#### Ваша задача
Выпишите без изменений строки ниже, начиная с первой и заканчивая строкой с «x=1048, y=277» включительно. Изображения в ответ не включайте.

════════════════════

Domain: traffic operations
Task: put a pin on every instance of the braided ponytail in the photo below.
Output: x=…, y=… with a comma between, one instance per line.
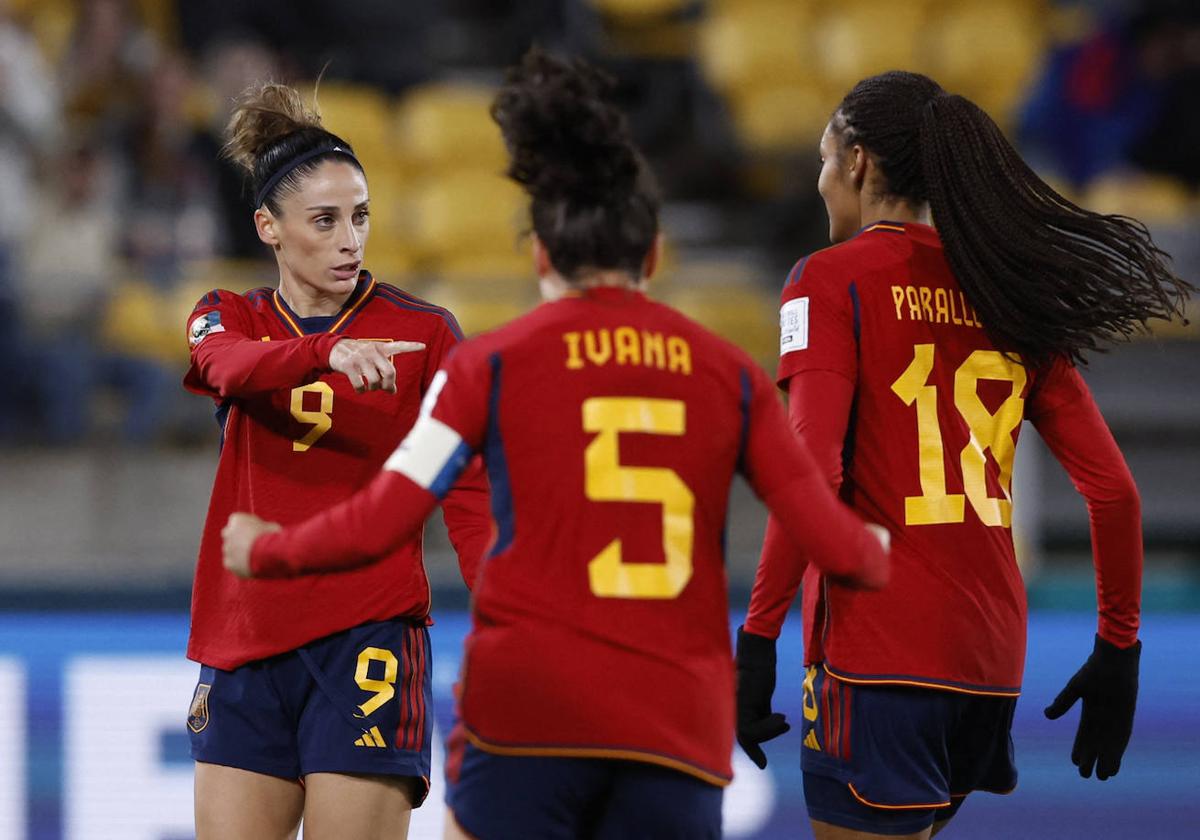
x=1048, y=277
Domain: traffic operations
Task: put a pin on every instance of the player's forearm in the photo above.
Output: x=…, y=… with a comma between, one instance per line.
x=1084, y=445
x=234, y=366
x=775, y=583
x=834, y=539
x=468, y=517
x=819, y=405
x=358, y=531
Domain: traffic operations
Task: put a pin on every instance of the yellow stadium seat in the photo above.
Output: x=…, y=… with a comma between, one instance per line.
x=742, y=313
x=363, y=117
x=871, y=37
x=466, y=213
x=143, y=322
x=739, y=48
x=448, y=126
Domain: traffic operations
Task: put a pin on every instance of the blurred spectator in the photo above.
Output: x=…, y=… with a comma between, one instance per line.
x=108, y=55
x=1168, y=145
x=70, y=270
x=378, y=42
x=1125, y=95
x=229, y=66
x=172, y=179
x=29, y=129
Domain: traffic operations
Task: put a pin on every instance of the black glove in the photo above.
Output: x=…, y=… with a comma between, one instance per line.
x=1108, y=685
x=756, y=684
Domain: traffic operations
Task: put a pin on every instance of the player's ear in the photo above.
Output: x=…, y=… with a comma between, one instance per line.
x=858, y=165
x=541, y=263
x=651, y=264
x=264, y=222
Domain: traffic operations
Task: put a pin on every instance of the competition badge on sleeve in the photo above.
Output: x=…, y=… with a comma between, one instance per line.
x=793, y=325
x=207, y=324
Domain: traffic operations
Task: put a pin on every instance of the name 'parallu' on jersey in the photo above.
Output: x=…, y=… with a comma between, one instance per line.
x=928, y=454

════════════════════

#### Решение задания
Domain: traffic operations
Task: put a pin on every instance of the braided ponytail in the photo below.
Output: x=…, y=… with a comma between, one instance per line.
x=1048, y=277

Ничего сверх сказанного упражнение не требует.